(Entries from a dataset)

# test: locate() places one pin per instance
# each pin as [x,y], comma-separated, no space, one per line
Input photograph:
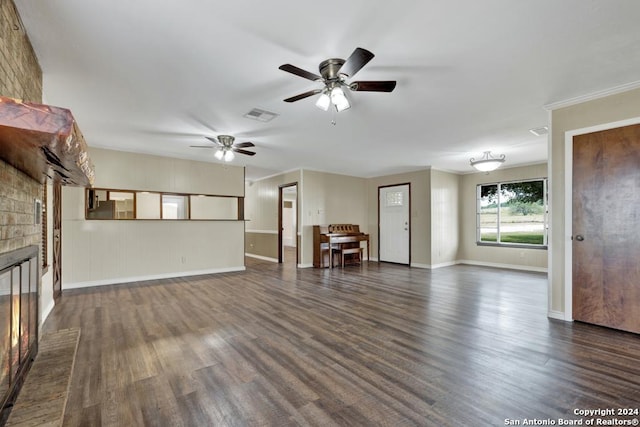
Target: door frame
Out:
[408,184]
[280,200]
[568,209]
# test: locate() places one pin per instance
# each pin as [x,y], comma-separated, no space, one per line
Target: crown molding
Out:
[592,96]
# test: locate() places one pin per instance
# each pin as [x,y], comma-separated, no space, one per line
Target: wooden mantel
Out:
[42,140]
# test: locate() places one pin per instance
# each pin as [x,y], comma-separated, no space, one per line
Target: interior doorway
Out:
[394,224]
[605,234]
[288,224]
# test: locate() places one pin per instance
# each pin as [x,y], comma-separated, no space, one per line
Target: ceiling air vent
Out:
[261,115]
[539,131]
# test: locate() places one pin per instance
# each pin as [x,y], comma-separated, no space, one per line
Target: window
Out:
[105,203]
[512,213]
[175,206]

Instruction: Could you reproduce the whole listing above word for word, leaving the picture out?

Solution for this exercise:
# test: locate() places one pin per instance
# each pin as [x,y], comma-separated, no space, one per line
Input photograph:
Target: door frame
Out:
[408,184]
[280,200]
[568,209]
# test: locate() places one pin per instance
# each pin as [x,y], comma-separated, no space, one per line
Target: crown molding
Out:
[592,96]
# test: locate() places one pin per instance
# each pin as [x,y], comma-separated, no space, one per line
Target: wooden mantel
Out:
[42,140]
# test: locate() places one pin per instance
# each pin as [x,y], comma-separated, no space, one per line
Target: interior doorway
Out:
[394,224]
[605,234]
[288,224]
# test: locate() places one pin per instance
# each pin as [x,y], comma-separated, no space, one per line
Target: ceiling air vent
Out:
[261,115]
[539,131]
# test: locate() places one pin per instance
# each pin as [x,y], comma-separated, no space, one per line
Target: window
Out:
[105,203]
[512,213]
[175,206]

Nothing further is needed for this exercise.